▶ _Document extract_
---+---

Malnutrition levels are alarming. Global Acute Malnutrition rates range from 38 to 75 per cent in El Fasher and reach 29 per cent in Kadugli — among the world’s worst this year. Outbreaks of cholera, malaria, and measles are worsening the crisis in areas where health, water, and sanitation systems have collapsed.
“The deadly combination of hunger, disease and displacement is placing millions of children at risk,” said Lucia Elmi, UNICEF’s Director of Emergency Operations. “Girls often bear the brunt, facing increased risks of malnutrition, violence, and being pulled out of school. Therapeutic food, safe water, and essential medicines can save lives, but only if we can reach children in time.”
In areas where access has been possible, WFP operations are helping to stave off further collapse. The agency now reaches more than four million people each month with food assistance, despite dangerous conditions for aid workers and repeated supply disruptions. “We see what’s possible when we can deliver,” said Ross Smith, WFP’s Director of Emergencies. “Families rebuild, markets revive, and children get the food they need to survive. But conflict still decides who eats and who does not. Too many communities are being pushed into starvation simply because we cannot reach them.”

---+---

▶ _Listed records_
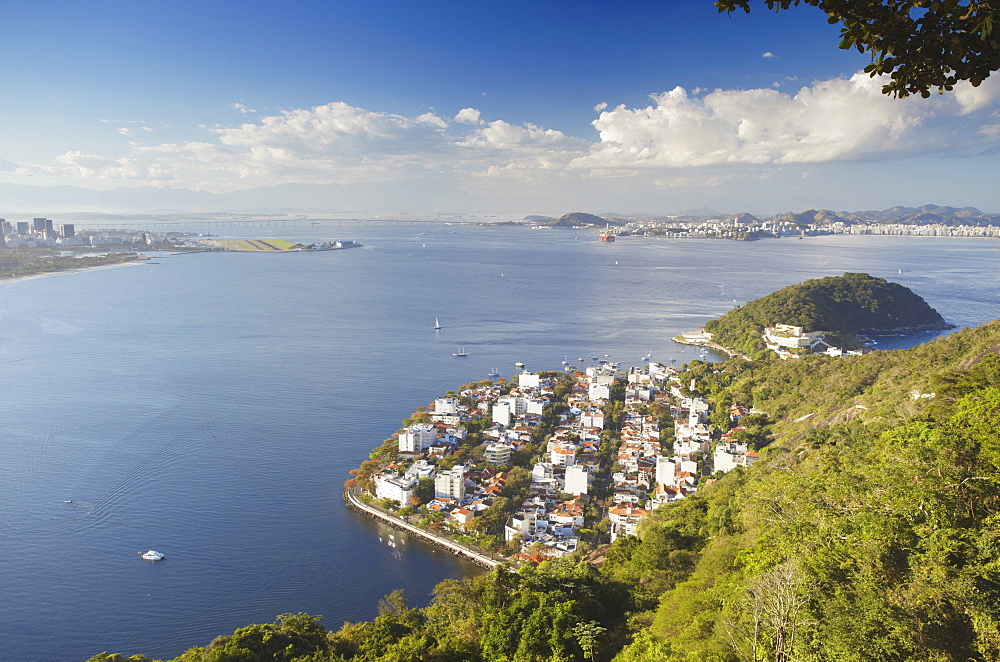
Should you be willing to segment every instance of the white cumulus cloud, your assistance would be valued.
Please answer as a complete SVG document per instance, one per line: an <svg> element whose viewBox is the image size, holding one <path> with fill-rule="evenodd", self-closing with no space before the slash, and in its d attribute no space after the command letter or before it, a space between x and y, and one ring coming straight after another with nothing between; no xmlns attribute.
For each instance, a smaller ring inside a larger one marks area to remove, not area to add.
<svg viewBox="0 0 1000 662"><path fill-rule="evenodd" d="M1000 103L1000 77L930 99L892 99L882 85L859 73L794 93L677 87L651 95L645 106L596 105L592 138L531 123L487 122L474 108L452 118L433 110L410 117L334 102L203 127L197 139L132 142L118 145L124 152L114 155L70 150L48 165L16 167L50 177L213 191L433 178L469 190L492 180L497 191L554 181L641 191L719 187L737 173L761 177L786 164L963 148L974 153L1000 141L996 114L990 115ZM108 123L131 135L126 123Z"/></svg>
<svg viewBox="0 0 1000 662"><path fill-rule="evenodd" d="M463 108L455 113L455 121L463 124L482 124L480 112L475 108Z"/></svg>
<svg viewBox="0 0 1000 662"><path fill-rule="evenodd" d="M700 97L677 87L644 108L619 106L593 122L600 144L580 167L685 167L786 164L882 158L926 149L920 126L948 102L892 99L883 81L858 73L801 88L715 90ZM968 100L965 108L973 103ZM953 106L955 104L952 104ZM916 142L915 142L916 141Z"/></svg>

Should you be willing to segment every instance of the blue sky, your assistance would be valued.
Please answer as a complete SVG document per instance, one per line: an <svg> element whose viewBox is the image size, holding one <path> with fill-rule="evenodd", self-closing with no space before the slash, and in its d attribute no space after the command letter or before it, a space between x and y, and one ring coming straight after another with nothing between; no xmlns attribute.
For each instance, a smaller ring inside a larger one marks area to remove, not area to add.
<svg viewBox="0 0 1000 662"><path fill-rule="evenodd" d="M12 0L0 210L1000 211L1000 81L893 100L838 41L709 0Z"/></svg>

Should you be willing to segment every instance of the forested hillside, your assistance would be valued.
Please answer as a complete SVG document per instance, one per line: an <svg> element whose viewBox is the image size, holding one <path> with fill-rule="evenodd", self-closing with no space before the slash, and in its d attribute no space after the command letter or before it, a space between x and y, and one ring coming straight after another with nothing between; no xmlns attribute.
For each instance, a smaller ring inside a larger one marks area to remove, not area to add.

---+---

▶ _Actions to take_
**1)** Answer these questions using the text on malnutrition and hunger:
(a) What range of Global Acute Malnutrition rates is given for El Fasher?
(b) What is Lucia Elmi's job title?
(c) How many people does WFP now reach each month with food assistance?
**2)** Translate this sentence from the text on malnutrition and hunger into Spanish: "Families rebuild, markets revive, and children get the food they need to survive."
**3)** Rewrite the text on malnutrition and hunger from "Malnutrition levels are" up to and including "systems have collapsed.", swapping "collapsed" for "broken down".

▶ _Task-by-task answers_
**1)**
(a) 38 to 75 per cent
(b) UNICEF's Director of Emergency Operations
(c) More than four million

**2)** Las familias se reconstruyen, los mercados se reactivan y los niños reciben los alimentos que necesitan para sobrevivir.

**3)**
Malnutrition levels are alarming. Global Acute Malnutrition rates range from 38 to 75 per cent in El Fasher and reach 29 per cent in Kadugli — among the world’s worst this year. Outbreaks of cholera, malaria, and measles are worsening the crisis in areas where health, water, and sanitation systems have broken down.